TASK GOAL
Take the lines below between the one holding "point(263, 36)" and the one holding "point(90, 107)", inclusive, and copy them exactly. Add nothing.
[DATA RECORDS]
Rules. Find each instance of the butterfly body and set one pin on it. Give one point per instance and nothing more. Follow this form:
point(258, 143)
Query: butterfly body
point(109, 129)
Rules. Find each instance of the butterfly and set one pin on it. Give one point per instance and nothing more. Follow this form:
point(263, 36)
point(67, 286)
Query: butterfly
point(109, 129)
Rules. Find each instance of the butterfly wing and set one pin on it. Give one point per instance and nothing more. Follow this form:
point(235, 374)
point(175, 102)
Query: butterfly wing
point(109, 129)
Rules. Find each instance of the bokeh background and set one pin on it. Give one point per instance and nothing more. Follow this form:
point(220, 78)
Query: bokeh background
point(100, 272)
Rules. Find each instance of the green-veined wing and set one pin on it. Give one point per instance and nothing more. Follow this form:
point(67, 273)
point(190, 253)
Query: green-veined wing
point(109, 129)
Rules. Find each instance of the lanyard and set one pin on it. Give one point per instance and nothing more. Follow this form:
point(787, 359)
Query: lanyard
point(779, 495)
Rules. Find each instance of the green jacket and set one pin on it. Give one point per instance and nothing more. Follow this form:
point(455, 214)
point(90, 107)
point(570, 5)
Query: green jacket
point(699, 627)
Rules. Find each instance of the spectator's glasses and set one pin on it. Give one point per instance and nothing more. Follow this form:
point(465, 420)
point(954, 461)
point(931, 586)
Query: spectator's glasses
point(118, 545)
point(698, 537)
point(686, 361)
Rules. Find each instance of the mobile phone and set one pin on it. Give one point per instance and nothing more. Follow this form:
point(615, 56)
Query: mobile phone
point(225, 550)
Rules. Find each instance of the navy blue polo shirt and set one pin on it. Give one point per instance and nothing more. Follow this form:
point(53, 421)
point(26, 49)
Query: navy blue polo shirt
[/DATA RECORDS]
ANSWER TO THE PROBLEM
point(263, 36)
point(67, 286)
Query: butterfly
point(109, 129)
Rules. Find each instance of the butterfly wing and set one pin on it. Give one point per instance and nothing more. Follow this form:
point(235, 374)
point(175, 102)
Query: butterfly wing
point(109, 129)
Rules. Find each instance of the bokeh background and set one pin on it. Give one point per instance and nothing more. Follow this form:
point(220, 78)
Query: bokeh background
point(100, 272)
Rules. Find each instance of the green-veined wing and set one pin on it. Give one point per instance and nothing more. Follow this form:
point(67, 273)
point(190, 253)
Query: green-veined wing
point(109, 129)
Rules. Find each instance of the lanyard and set one pin on it. Give one point per instance and nothing more. Follow this form:
point(787, 359)
Query: lanyard
point(779, 495)
Rules. Find each instance of the green jacket and set one pin on it. Give one point per instance and nothing more. Follow this form:
point(455, 214)
point(90, 107)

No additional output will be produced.